> **What is being asked**
Reproduce the listing below verbatim, from the line containing "A note to the class: find the seated" through the final line of the listing, both included.

# # # #

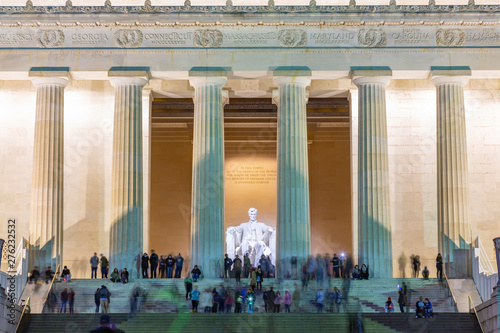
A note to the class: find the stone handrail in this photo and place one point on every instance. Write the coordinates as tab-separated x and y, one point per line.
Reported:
472	307
56	274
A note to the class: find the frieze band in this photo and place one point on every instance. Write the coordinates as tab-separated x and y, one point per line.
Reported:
248	37
148	8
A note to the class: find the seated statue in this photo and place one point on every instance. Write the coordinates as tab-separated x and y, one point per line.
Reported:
254	238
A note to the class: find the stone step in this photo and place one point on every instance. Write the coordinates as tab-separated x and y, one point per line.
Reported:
303	322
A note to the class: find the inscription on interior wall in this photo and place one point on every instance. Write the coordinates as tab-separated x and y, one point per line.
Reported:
249	37
256	175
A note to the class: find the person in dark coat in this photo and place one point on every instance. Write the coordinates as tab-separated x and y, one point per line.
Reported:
179	262
228	262
170	263
145	265
153	260
97	300
237	269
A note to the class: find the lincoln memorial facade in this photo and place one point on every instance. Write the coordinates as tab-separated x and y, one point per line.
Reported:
369	129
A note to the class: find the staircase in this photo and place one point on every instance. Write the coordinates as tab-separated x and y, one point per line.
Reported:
293	322
168	295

# # # #

> **Response to this task**
A note to the class: find the seated statue in this photo and place one point on every instance. Write the coordinates as tab-separated x and y, one point per line.
Reported:
254	238
A note to the class: find the stone step in this photo and place one point on every instance. Write the coordinates as tab-separated x and y, one point per line.
Reported:
303	322
A note to the class: find the inscription on interior wall in this photo and place one point on every instance. Write the coordinates as tab-separated x and y, one point per line.
Reported:
249	37
256	175
A note to the class: find the person in dark coat in this photo and place one point on every instance. Write the coordinates as tab-separated x and y, one point per line.
Reported:
179	262
228	262
170	263
145	265
153	260
97	300
237	269
A note to the class: find the lincoln memorial facade in this photo and place one point on every instance. Write the coordinates as tab-separated x and y, one point per line.
Reported:
369	129
A note to the class: find the staircase in this photo and place one point on every instance. Write the coordinates as tab-separated x and y, one point per line.
Reported:
293	322
168	295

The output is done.